ARTICLE:
▬▬▬▬▬▬

= 1290s in Scotland =

Events from the 1290s in Scotland.

== Monarchs ==

- Margaret, 1286–1290 (uncrowned)
- Guardians of Scotland, during the first (1286–1292) and second (1296–1306) interregnums
- John Balliol, 1292–1296

== Events ==
1290
- 18 July 1290 – the second Treaty of Birgham is drafted in Birgham.
- 28 August 1290 – the second Treaty of Birgham is ratified at Northampton, arranging for the marriage of the Scottish heir, Margaret, to the son of Edward I of England. The treaty ensured that their domains would remain "separate and divided", contrary to common marriage laws, ensuring the two kingdoms remained independent.
- 26 September 1290 – heir to the throne, Margaret, dies in Orkney leading to competition for the Crown of Scotland.

▬▬▬▬▬▬

DATA:

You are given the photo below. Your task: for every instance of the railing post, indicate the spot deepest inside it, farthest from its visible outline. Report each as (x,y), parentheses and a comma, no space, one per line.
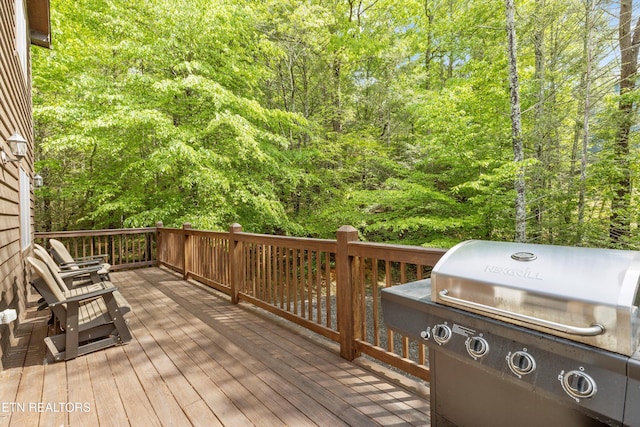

▬▬▬▬▬▬

WHAT TO WORK ON:
A: Return the passage of the 1290s Scotland article from "- Margaret, 1286–1290" to "Crown of Scotland.".
B: In the article on the 1290s in Scotland, where was the second Treaty of Birgham ratified?
C: Write what comes next in the article on the 1290s in Scotland.
The listing plays no part in this work.

RESPONSES TO THE TASKS:
A:
- Margaret, 1286–1290 (uncrowned)
- Guardians of Scotland, during the first (1286–1292) and second (1296–1306) interregnums
- John Balliol, 1292–1296

== Events ==
1290
- 18 July 1290 – the second Treaty of Birgham is drafted in Birgham.
- 28 August 1290 – the second Treaty of Birgham is ratified at Northampton, arranging for the marriage of the Scottish heir, Margaret, to the son of Edward I of England. The treaty ensured that their domains would remain "separate and divided", contrary to common marriage laws, ensuring the two kingdoms remained independent.
- 26 September 1290 – heir to the throne, Margaret, dies in Orkney leading to competition for the Crown of Scotland.

B: At Northampton.

C:
1291
- January 1291 – the Bishop of Durham, Antony Bek, arrives in Scotland on a diplomatic mission.
- May 1291 – King Edward I of England arrives at Norham, England and sends correspondence to the Guardians of Scotland demanding that his claim of feudal overlordship of Scotland be recognised.
- 3 June 1291 – the English army musters at Norham.
- 6 June 1291 – the Guardians of Scotland and the Scottish nobility agree on terms to have Edward I arbitrate over the selection of the next King of Scotland from amongst the competitors.
- 6 June 1291 – the realm and the principal royal castles of Scotland are placed in temporary control of Edward I.
- 13 June 1291 – the Guardians of Scotland and the Scottish nobility swear fealty to Edward I at Upsettlington, on the river bank opposite Norham Castle. This was followed later by swearing of fealty at Perth, Ayr, Inverness and Galloway.
1292
- November 1292 – Robert de Brus, Lord of Annandale surrenders his lordship of Annandale to his son Robert Bruce, jure uxoris Earl of Carrick, who then surrendered the earldom of Carrick to his son Robert the Bruce.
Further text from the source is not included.